━━━ SUPPLIED RECORDS ━━━
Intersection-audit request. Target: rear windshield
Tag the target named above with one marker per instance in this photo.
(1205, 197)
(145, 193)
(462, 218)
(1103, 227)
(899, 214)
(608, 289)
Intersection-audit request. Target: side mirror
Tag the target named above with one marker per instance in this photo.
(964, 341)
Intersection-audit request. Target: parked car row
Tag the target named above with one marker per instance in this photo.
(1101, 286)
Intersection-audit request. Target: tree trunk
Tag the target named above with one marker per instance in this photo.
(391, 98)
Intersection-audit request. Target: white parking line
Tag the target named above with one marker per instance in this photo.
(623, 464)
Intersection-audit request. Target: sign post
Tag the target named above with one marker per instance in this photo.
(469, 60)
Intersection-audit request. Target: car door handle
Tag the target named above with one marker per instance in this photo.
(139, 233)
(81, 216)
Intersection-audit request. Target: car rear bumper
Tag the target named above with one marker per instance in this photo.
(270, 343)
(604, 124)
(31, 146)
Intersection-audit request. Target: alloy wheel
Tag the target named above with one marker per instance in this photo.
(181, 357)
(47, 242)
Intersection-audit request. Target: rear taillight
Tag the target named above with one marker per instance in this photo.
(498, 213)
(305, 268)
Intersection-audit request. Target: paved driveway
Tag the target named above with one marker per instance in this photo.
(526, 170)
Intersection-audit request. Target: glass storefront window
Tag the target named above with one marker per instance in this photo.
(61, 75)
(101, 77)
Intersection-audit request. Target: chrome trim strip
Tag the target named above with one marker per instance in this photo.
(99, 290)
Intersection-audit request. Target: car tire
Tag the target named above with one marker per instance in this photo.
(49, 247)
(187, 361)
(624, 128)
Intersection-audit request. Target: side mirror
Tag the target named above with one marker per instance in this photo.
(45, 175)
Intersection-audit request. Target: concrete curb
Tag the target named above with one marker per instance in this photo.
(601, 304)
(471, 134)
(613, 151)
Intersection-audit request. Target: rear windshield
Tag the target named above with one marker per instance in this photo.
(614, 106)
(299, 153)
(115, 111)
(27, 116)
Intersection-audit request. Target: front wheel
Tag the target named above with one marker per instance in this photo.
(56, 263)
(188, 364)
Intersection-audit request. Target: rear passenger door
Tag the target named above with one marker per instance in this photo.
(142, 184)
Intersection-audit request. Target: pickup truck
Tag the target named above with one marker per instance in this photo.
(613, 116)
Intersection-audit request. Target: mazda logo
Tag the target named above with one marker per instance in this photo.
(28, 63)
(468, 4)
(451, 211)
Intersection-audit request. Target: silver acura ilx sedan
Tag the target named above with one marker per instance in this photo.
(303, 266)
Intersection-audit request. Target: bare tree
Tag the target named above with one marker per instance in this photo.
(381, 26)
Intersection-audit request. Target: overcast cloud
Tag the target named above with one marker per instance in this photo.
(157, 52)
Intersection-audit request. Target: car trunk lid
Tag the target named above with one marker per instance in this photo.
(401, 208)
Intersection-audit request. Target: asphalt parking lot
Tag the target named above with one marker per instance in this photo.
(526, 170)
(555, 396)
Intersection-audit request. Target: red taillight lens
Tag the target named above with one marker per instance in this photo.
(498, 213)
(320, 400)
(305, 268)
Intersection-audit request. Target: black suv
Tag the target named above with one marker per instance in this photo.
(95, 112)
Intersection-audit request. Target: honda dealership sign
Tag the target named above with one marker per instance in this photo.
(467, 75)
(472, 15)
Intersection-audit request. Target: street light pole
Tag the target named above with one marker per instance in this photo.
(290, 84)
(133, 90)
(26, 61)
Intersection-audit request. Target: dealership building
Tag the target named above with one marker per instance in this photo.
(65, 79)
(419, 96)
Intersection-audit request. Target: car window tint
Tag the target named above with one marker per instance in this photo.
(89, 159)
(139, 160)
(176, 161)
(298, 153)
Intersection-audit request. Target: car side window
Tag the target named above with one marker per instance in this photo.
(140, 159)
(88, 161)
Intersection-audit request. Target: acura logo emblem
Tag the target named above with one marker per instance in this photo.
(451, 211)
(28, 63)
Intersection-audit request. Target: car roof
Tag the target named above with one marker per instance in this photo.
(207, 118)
━━━
Each line above that includes the word "acura" is to be copied.

- OUTPUT BELOW -
Intersection-audit request. Target: silver acura ilx sedan
Intersection-audit request. Target: acura logo emblem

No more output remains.